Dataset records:

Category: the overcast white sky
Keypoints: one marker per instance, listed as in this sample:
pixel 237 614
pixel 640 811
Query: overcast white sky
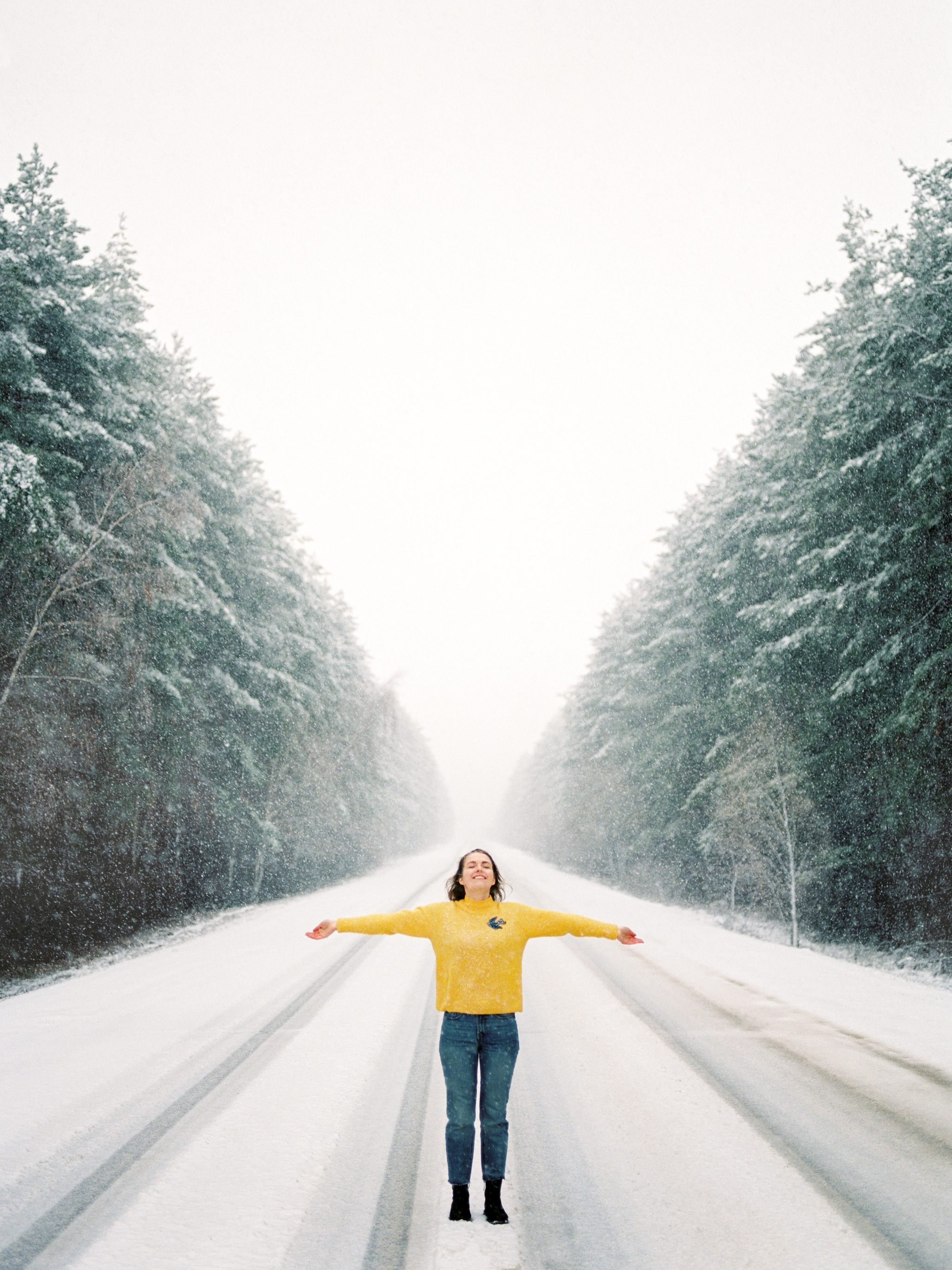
pixel 488 284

◆ **Aim**: Rewrite the data above with every "overcast" switched to "cloudy" and nothing else changed, omitting the pictures.

◆ **Expected answer**:
Category: the cloudy white sky
Keypoints: one marker per instance, listed as in this sample:
pixel 237 614
pixel 640 811
Query: cloudy white sky
pixel 488 284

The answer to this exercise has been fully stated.